Texte à lire:

Plogoff : À la mort, à la vie (3/3)

Des sentiers sillonnant le territoire du village à ses rivages énormes, des sites hors normes aux légendes locales, Plogoff a beaucoup à nous dire. Elle abrite de ces histoires qu’il vaut de raconter et ont le don de nous édifier. Au détour des temps et des lieux, on y rencontre bien souvent la mort.
Qui toujours, terrible et mystérieuse, nous parle de la vie !

De vie à trépas, la baie « des âmes en peine »

La plus belle plage de Plogoff occupe un vaste site enserré entre les deux éperons rocheux majestueux que sont la pointe du Van et la pointe du Raz. Son nom ne laisse pas de surprendre voire d’inquiéter, surtout si l’on est tenté de s’y baigner ou par mauvais temps : la baie des Trépassés !

Matériel fourni:
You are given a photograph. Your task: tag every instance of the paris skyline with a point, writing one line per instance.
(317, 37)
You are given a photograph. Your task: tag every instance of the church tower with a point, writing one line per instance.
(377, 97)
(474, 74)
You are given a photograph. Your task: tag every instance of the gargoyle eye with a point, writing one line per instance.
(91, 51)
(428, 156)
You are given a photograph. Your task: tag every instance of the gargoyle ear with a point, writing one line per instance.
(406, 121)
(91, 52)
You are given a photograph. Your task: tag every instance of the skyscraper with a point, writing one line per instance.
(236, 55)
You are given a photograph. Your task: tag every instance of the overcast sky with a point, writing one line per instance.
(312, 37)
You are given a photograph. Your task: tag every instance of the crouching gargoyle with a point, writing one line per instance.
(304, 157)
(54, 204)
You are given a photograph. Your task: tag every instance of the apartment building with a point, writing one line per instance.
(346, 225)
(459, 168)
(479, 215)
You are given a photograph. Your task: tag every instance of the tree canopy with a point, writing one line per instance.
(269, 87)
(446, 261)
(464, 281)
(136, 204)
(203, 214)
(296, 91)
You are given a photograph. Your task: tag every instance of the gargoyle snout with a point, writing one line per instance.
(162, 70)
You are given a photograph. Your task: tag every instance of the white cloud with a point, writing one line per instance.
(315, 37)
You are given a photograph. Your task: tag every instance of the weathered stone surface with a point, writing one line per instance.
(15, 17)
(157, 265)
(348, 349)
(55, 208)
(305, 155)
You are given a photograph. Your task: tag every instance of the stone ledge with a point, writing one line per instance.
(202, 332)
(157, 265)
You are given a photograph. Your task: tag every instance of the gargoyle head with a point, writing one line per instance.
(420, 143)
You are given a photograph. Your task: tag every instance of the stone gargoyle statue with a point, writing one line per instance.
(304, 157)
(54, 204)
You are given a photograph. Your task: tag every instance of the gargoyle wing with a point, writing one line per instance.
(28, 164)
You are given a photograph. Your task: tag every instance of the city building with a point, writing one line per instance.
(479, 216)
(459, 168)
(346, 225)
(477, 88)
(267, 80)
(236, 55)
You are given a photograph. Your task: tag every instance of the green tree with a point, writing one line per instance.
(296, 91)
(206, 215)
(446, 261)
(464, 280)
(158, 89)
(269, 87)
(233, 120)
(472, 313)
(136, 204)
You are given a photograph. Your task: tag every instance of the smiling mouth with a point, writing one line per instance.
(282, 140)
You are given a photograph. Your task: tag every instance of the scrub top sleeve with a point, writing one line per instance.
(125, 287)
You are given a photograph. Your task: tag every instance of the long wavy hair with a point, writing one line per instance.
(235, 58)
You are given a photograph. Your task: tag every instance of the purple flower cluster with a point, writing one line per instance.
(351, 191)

* * *

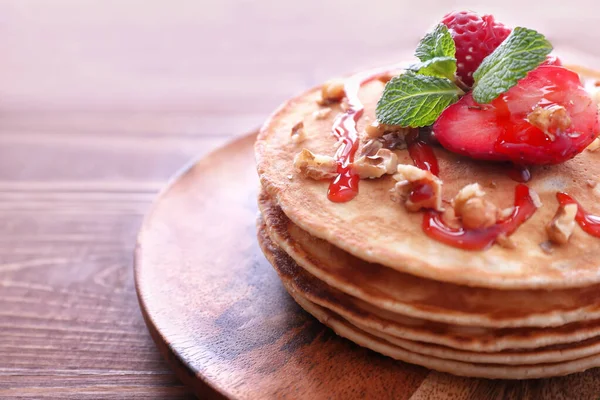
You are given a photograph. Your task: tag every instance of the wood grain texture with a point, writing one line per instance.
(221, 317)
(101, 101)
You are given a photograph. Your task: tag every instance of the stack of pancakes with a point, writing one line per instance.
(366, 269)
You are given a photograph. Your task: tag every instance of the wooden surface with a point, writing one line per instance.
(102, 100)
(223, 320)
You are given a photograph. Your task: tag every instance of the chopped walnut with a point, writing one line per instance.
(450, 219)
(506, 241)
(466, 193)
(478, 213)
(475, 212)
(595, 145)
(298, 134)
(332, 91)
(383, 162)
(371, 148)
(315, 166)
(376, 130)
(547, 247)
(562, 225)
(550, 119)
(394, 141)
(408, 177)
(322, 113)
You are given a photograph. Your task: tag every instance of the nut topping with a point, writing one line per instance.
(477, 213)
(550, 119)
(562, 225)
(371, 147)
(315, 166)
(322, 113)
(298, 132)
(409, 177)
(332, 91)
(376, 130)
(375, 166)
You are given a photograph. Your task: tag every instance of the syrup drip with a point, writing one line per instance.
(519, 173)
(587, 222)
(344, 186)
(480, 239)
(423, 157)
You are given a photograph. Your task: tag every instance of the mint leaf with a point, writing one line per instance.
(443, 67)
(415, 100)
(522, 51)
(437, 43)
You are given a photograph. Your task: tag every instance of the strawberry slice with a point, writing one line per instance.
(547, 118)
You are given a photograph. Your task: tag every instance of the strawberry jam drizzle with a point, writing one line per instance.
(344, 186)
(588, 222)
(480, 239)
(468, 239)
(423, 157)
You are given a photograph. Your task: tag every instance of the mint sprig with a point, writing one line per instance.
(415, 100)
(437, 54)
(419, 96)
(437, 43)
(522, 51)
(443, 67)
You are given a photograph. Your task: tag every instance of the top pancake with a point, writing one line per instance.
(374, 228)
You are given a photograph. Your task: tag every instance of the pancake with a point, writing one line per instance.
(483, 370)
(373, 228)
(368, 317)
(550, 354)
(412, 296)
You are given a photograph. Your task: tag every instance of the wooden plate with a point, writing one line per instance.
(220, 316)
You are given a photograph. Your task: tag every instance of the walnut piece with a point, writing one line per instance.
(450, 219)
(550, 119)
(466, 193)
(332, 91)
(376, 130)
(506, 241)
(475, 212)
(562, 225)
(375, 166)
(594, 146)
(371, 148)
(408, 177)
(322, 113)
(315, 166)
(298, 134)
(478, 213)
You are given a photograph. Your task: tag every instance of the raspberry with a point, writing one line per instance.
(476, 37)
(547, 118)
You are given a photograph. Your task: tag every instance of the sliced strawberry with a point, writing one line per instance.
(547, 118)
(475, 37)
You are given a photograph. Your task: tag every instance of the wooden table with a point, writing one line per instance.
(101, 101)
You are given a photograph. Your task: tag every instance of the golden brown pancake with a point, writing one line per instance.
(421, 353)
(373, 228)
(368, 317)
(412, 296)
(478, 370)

* * *

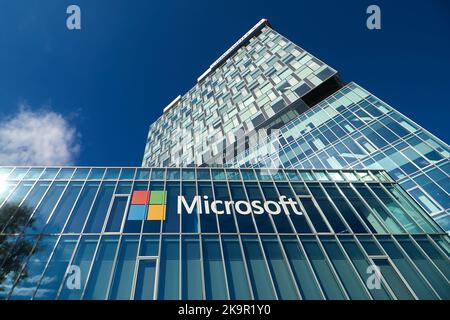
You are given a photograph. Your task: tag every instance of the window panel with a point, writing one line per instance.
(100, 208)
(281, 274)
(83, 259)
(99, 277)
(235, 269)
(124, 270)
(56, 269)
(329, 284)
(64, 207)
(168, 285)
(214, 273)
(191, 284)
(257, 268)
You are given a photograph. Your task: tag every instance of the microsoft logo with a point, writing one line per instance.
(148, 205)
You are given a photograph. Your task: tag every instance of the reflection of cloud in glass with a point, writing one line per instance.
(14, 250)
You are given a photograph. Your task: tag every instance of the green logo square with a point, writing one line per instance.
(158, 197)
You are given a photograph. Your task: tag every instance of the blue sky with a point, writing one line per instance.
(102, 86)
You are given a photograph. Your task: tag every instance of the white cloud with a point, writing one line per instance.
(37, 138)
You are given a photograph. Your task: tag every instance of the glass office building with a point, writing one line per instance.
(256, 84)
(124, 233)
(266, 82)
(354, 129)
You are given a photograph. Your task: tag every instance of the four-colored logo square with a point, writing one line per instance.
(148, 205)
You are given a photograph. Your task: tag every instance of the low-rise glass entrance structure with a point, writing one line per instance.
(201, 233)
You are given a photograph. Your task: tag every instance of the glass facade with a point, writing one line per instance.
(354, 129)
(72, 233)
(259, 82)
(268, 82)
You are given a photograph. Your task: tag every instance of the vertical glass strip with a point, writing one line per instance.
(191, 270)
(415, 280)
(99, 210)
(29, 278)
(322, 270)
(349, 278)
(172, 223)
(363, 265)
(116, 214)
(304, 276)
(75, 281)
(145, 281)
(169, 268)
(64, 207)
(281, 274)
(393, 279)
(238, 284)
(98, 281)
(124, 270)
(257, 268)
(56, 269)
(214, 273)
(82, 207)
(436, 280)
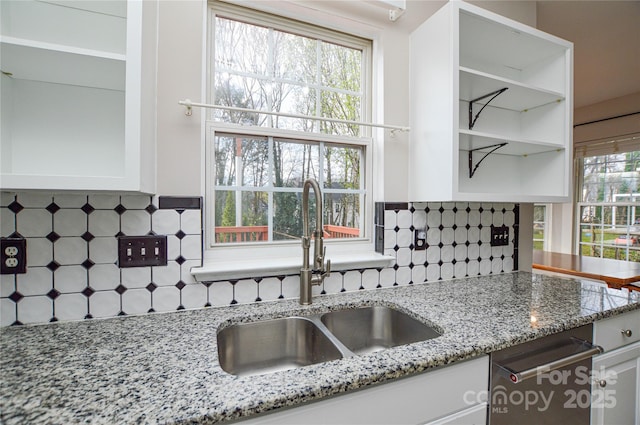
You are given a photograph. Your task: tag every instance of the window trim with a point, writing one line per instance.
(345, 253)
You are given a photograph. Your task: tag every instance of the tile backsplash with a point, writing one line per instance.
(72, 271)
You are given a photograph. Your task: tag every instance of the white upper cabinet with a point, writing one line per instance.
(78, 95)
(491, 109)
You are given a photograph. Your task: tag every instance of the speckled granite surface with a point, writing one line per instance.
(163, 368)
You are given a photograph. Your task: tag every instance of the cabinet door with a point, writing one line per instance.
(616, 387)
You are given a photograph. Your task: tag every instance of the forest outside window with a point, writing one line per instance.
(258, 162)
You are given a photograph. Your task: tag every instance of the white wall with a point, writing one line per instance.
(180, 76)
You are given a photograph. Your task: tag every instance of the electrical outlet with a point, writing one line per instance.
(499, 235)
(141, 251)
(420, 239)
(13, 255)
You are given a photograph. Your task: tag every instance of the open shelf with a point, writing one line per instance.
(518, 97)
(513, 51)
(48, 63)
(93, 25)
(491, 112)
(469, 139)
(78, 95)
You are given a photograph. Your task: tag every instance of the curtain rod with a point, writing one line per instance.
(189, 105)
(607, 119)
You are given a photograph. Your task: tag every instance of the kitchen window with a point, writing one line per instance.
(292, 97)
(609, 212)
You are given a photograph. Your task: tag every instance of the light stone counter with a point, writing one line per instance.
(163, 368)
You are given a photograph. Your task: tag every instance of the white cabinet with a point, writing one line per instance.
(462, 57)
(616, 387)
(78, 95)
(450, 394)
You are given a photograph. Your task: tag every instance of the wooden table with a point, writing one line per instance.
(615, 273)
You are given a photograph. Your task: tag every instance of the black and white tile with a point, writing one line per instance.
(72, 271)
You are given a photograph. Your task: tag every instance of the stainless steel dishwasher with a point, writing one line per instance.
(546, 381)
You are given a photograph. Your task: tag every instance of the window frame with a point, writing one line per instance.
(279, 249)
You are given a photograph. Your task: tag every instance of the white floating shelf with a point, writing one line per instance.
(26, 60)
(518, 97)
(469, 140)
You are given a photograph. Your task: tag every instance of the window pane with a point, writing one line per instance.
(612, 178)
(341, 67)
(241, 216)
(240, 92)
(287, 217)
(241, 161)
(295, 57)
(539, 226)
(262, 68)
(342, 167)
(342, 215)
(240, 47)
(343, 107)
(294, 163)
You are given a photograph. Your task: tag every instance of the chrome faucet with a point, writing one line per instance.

Tâches à réaliser:
#1 Répondez aux questions suivantes d'après le texte sur Plogoff :
(a) Selon le premier paragraphe, que rencontre-t-on bien souvent à Plogoff au détour des temps et des lieux ?
(b) Entre quels deux éperons rocheux se trouve la plus belle plage de Plogoff ?
(c) Quel nom porte cette plage ?
#2 Traduisez en anglais cette phrase du texte sur Plogoff : « La plus belle plage de Plogoff occupe un vaste site enserré entre les deux éperons rocheux majestueux que sont la pointe du Van et la pointe du Raz. »
Les enregistrements constituent un matériel distinct du texte sur Plogoff.

Réponses aux tâches:
#1
(a) La mort.
(b) Entre la pointe du Van et la pointe du Raz.
(c) La baie des Trépassés.

#2 Plogoff's most beautiful beach occupies a vast site enclosed between the two majestic rocky spurs of the Pointe du Van and the Pointe du Raz.